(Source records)
# # # # # # #

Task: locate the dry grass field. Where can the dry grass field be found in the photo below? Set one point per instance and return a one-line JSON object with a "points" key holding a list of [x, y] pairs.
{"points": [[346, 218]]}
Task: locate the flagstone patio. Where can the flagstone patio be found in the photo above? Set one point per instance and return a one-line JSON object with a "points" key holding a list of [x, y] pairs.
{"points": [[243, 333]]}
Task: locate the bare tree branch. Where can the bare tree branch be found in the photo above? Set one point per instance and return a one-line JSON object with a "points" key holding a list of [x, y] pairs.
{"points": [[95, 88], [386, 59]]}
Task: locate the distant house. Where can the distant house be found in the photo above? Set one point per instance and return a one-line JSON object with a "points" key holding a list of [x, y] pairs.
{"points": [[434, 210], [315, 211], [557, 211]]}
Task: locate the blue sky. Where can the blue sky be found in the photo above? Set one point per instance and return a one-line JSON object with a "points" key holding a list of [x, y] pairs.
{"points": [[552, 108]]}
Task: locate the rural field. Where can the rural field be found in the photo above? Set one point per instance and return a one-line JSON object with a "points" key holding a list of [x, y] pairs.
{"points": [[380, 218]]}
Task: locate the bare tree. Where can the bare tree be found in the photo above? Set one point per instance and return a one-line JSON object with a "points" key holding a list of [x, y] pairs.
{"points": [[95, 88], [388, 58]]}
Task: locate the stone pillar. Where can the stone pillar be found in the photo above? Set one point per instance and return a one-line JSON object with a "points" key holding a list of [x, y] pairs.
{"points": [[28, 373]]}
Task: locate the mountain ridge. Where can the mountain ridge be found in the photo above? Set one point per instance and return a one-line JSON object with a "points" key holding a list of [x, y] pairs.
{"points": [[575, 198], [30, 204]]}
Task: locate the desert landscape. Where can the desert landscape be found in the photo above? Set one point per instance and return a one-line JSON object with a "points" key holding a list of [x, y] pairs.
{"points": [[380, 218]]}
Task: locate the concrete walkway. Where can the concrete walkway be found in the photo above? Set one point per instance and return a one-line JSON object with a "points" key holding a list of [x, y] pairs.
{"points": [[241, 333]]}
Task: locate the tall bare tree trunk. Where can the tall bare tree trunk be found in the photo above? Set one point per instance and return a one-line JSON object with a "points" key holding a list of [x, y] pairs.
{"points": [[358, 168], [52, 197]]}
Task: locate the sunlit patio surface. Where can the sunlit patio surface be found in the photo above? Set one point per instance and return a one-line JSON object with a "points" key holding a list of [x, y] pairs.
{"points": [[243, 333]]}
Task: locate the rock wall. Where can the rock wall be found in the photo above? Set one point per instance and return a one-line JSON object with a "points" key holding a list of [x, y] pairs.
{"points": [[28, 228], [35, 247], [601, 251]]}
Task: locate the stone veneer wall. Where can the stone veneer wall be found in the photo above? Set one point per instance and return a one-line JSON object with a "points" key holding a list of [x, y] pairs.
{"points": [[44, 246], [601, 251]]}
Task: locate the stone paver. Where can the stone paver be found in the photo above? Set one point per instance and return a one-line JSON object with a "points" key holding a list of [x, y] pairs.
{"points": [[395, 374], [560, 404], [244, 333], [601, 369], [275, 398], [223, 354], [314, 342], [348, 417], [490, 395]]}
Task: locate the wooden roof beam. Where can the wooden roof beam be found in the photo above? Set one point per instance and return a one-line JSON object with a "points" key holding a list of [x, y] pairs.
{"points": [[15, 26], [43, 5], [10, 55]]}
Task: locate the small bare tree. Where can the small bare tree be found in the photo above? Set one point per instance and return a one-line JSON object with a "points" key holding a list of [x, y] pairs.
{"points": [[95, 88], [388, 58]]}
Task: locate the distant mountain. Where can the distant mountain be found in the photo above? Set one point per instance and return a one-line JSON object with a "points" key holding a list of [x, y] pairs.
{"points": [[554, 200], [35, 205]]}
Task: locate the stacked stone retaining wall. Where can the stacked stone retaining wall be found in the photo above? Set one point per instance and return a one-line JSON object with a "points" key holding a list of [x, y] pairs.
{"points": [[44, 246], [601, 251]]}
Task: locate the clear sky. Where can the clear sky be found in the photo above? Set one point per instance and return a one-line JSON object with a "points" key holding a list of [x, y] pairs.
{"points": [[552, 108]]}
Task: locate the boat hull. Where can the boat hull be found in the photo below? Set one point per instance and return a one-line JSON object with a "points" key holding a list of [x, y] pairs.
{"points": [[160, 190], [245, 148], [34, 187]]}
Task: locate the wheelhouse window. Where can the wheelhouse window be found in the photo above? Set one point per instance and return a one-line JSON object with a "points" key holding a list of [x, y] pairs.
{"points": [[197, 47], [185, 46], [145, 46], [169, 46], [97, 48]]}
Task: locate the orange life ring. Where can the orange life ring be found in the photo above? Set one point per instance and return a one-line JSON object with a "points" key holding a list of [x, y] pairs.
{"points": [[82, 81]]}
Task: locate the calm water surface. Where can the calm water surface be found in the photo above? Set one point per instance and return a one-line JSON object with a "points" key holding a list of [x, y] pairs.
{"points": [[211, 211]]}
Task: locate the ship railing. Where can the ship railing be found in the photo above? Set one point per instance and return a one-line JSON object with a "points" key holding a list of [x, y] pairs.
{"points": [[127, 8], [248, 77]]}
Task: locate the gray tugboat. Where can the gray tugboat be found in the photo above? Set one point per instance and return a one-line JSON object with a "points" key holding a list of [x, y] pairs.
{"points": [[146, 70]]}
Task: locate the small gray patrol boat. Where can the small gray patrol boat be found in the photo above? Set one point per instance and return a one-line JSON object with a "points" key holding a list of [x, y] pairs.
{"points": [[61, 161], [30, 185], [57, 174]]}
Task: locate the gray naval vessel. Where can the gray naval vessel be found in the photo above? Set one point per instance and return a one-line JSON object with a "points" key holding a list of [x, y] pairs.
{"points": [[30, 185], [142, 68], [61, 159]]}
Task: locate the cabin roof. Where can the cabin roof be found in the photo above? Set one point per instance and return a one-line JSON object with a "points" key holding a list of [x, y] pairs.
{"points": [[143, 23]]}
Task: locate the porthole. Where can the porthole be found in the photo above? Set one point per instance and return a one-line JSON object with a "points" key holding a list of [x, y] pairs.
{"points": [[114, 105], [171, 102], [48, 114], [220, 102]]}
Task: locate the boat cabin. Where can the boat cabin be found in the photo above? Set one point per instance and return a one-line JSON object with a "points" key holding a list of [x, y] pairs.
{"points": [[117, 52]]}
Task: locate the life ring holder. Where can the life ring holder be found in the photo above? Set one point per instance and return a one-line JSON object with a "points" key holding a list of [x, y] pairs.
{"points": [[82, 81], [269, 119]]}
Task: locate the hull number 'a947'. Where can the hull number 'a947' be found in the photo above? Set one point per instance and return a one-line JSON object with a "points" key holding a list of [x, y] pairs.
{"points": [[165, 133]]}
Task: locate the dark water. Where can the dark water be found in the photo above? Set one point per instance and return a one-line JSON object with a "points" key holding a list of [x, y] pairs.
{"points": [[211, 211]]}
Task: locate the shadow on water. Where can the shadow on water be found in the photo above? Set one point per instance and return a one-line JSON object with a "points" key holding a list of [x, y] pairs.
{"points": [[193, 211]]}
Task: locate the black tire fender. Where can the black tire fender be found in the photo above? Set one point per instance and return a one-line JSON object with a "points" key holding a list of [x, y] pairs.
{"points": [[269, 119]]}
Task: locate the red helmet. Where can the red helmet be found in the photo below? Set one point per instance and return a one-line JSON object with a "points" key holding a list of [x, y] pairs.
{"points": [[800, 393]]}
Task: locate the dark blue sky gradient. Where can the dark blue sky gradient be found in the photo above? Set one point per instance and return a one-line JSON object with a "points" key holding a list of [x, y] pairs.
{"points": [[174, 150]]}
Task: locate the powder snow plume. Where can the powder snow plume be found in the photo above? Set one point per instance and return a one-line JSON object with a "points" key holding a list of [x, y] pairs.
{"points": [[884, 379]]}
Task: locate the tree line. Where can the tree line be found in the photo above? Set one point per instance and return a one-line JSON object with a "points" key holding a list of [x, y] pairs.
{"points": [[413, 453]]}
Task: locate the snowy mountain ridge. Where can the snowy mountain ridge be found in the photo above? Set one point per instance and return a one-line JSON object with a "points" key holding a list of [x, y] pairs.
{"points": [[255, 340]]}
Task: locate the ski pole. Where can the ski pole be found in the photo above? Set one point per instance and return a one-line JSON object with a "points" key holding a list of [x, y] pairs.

# # # # # # #

• _To do_: Locate "Task: locate the hull" in the data above. Then repeat, exactly, its line and each line after it through the last, adding nothing.

• _Complete answer_:
Task: locate the hull number 'a947'. Where can the hull number 'a947' be found in the photo above? Set one point per instance and return a one-line JSON object with a "points" key holding a list of [x, y] pairs.
{"points": [[165, 133]]}
Task: locate the dark water. Where can the dark water be found in the photo above? Set one point per instance and return a one-line JSON object with a "points" key holding a list of [x, y] pairs.
{"points": [[211, 211]]}
Task: locate the shadow on water. Where can the shadow on water be found in the photo above? Set one point per instance and return a one-line JSON object with a "points" key holding a list of [x, y] pairs.
{"points": [[193, 211]]}
Task: locate the black tire fender. Where can the black tire fender be found in the photo above? Set one point per instance and return a one-line JSON object with a "points" key holding a list of [x, y] pairs.
{"points": [[269, 119]]}
Task: locate the red helmet. Where can the red helmet be found in the photo below? Set one point per instance and return a one-line JSON object with a "points" key holding a list of [x, y] pairs.
{"points": [[800, 393]]}
Task: locate the dark blue sky gradient. Where can the dark blue sky gradient be found in the photo above? Set one point per instance and return a one-line JSON object with a "points" key holding a list of [x, y] pairs.
{"points": [[174, 150]]}
Task: locate the powder snow plume. Where can the powder snow plume be found in the photo above? Set one point per instance and return a one-line JSON object with a "points" key holding a list of [x, y] pairs.
{"points": [[884, 379]]}
Task: locate the tree line. Where can the tree line be found in the photo above? Set one point per instance and return a one-line JSON object with a "points" key holding a list of [x, y] pairs.
{"points": [[413, 453]]}
Task: locate the snowy mountain ridge. Where can the snowy mountain ridge be found in the photo above? Set one point per instance and return a one-line JSON object with a "points" key holding a list of [x, y] pairs.
{"points": [[255, 340]]}
Task: locate the ski pole. Where can the ski pole be found in the photo above? Set one point per instance and return a one-line JSON object with a "points" key holding a list of [x, y] pairs.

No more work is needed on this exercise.